▶ _MATERIAL PROVIDED_
* Begin *

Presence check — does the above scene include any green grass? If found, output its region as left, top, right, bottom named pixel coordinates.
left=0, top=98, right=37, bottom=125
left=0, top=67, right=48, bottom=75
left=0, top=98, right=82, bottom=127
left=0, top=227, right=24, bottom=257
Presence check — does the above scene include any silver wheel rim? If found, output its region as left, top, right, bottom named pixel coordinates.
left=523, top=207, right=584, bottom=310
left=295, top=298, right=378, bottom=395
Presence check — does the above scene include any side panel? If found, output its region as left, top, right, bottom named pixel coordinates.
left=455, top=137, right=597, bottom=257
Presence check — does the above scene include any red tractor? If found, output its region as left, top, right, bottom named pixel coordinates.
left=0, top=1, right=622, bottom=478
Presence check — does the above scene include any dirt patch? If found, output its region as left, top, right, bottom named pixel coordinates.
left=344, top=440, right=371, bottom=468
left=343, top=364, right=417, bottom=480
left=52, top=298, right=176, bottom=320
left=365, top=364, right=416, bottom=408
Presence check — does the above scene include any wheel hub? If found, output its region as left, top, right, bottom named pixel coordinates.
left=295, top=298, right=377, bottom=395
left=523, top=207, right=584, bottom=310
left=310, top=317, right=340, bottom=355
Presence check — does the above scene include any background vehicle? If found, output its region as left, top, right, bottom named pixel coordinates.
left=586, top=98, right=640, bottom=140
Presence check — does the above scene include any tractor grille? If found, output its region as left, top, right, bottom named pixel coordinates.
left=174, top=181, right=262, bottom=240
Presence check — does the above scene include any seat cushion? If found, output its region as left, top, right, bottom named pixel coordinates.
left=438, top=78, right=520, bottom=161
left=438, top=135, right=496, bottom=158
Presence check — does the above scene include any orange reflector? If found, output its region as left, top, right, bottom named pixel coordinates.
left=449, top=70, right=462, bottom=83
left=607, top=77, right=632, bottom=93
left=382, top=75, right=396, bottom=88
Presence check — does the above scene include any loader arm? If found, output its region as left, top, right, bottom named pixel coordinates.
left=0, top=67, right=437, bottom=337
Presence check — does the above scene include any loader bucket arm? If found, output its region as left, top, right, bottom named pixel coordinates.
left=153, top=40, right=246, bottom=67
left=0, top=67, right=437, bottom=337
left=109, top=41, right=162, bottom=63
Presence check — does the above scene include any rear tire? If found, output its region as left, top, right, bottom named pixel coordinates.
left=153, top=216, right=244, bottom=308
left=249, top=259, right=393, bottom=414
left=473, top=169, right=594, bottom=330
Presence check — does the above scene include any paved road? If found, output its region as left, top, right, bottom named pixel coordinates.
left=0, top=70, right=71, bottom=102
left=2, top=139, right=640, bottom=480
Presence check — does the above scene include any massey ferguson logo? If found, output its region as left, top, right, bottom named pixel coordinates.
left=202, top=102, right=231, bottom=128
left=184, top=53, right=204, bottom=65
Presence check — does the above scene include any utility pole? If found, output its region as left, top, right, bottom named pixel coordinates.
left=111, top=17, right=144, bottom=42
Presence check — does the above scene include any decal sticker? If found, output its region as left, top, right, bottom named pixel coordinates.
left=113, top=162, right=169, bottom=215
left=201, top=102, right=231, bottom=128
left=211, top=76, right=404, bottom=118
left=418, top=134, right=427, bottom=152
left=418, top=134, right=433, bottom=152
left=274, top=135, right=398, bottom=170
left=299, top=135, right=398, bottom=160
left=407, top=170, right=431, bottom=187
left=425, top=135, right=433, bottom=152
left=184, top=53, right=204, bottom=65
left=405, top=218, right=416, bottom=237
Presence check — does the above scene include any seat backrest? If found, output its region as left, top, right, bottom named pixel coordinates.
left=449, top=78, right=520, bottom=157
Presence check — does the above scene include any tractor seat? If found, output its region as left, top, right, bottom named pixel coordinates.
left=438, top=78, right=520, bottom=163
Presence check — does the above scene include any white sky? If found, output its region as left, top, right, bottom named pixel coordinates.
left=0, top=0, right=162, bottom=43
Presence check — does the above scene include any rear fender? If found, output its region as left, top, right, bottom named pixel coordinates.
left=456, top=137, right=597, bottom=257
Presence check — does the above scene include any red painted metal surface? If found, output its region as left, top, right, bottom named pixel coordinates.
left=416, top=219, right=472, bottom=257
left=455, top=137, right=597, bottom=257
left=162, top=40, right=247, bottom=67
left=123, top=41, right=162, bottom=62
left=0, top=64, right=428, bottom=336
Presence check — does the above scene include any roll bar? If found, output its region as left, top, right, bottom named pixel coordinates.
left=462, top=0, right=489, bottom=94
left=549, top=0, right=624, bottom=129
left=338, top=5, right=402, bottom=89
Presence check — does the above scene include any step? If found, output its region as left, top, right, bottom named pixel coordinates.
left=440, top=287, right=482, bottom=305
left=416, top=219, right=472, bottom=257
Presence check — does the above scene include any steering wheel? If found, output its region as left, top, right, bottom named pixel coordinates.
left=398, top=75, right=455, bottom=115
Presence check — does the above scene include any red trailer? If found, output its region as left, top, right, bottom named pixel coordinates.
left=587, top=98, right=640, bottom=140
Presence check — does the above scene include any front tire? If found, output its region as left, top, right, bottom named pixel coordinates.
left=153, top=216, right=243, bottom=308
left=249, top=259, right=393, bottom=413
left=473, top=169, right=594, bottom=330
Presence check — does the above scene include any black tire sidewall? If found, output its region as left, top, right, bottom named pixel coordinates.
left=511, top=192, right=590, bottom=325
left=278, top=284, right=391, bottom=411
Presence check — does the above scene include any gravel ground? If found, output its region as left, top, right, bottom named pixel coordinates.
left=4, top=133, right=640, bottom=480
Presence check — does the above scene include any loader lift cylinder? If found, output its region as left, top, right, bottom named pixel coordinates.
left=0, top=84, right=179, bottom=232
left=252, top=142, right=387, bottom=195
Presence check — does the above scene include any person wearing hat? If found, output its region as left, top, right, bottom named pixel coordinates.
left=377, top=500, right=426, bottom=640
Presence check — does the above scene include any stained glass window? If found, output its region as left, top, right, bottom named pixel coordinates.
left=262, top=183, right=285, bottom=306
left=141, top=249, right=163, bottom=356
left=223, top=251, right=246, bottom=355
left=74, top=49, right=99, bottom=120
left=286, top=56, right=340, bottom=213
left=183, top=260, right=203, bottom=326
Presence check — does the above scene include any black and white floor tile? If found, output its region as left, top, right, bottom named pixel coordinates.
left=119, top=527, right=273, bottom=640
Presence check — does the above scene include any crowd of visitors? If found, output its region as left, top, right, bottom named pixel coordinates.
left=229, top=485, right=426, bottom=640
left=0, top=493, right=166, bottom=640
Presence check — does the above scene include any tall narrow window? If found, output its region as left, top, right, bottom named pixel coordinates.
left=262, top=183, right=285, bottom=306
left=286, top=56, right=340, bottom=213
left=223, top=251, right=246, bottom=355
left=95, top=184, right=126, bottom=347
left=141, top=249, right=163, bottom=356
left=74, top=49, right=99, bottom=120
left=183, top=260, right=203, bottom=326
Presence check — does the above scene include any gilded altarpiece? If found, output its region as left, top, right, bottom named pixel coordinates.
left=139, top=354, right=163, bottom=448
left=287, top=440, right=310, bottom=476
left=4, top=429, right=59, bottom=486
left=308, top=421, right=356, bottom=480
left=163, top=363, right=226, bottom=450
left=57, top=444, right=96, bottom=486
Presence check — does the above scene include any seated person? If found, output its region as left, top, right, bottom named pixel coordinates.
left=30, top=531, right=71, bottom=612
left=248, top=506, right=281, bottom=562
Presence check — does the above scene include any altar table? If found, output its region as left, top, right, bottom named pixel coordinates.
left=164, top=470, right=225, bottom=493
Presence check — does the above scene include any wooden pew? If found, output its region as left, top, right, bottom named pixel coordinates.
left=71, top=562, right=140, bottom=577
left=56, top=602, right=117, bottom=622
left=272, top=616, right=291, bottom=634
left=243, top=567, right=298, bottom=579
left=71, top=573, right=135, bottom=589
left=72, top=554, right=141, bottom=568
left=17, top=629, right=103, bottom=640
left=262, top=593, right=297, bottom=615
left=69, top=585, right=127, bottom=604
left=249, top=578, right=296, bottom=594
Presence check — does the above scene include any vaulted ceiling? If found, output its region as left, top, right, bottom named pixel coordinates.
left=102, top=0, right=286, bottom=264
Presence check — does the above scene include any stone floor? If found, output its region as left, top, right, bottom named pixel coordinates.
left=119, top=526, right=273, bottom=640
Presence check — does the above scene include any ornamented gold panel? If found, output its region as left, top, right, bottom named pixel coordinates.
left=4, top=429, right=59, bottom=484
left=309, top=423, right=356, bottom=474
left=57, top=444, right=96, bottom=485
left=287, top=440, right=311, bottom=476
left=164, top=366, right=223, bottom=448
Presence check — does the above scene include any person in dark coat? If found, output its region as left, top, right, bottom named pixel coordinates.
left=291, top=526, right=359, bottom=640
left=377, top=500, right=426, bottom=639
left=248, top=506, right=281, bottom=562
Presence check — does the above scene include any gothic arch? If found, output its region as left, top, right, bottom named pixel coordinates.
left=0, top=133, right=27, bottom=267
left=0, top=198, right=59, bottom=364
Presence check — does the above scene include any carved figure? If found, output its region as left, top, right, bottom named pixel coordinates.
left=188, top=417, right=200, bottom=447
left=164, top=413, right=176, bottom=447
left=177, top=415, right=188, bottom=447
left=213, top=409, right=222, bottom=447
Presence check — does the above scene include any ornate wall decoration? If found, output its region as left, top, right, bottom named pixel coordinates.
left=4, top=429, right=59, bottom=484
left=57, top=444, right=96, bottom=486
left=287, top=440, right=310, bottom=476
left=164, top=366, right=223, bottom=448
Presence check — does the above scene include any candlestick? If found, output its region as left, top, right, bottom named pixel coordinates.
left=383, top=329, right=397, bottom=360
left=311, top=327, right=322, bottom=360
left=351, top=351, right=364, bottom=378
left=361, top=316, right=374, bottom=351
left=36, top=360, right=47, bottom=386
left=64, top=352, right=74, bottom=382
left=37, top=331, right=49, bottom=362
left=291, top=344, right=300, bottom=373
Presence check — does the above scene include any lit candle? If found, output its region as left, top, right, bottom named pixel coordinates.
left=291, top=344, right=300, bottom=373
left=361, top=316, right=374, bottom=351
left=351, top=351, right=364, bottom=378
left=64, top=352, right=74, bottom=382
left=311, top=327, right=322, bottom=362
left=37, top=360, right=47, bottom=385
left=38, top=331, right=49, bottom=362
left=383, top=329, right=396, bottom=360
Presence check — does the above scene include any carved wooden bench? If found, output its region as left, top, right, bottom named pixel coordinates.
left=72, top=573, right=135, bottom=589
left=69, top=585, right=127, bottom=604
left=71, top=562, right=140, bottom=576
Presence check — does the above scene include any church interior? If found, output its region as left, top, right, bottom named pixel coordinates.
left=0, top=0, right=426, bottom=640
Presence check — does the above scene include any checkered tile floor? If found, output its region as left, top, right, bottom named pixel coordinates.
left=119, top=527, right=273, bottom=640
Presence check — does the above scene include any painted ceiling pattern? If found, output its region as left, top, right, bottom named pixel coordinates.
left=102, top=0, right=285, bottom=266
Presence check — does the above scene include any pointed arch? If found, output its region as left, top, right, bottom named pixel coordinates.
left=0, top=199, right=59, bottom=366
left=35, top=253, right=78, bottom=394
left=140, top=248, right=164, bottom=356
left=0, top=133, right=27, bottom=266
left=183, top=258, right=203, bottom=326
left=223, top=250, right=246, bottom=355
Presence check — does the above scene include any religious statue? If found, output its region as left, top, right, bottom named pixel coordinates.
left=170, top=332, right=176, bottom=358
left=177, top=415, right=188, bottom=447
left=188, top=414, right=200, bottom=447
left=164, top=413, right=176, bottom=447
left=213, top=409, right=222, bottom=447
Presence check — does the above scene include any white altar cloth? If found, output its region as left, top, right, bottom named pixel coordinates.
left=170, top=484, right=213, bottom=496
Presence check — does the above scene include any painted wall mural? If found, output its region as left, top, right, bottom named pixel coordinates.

* End *

▶ _WORK REQUIRED_
Rewrite the rows from "Presence check — does the above scene include any background" through "left=174, top=181, right=262, bottom=240", putting "front grille" in place of "tractor grille" and leaving everything else unchanged.

▶ _TASK ANSWER_
Presence check — does the above scene include any background vehicle? If found, output its region as left, top, right, bottom named pixel coordinates.
left=586, top=98, right=640, bottom=140
Presence check — does the above scene include any front grille? If found, output its region as left, top, right, bottom named pixel coordinates.
left=174, top=181, right=262, bottom=240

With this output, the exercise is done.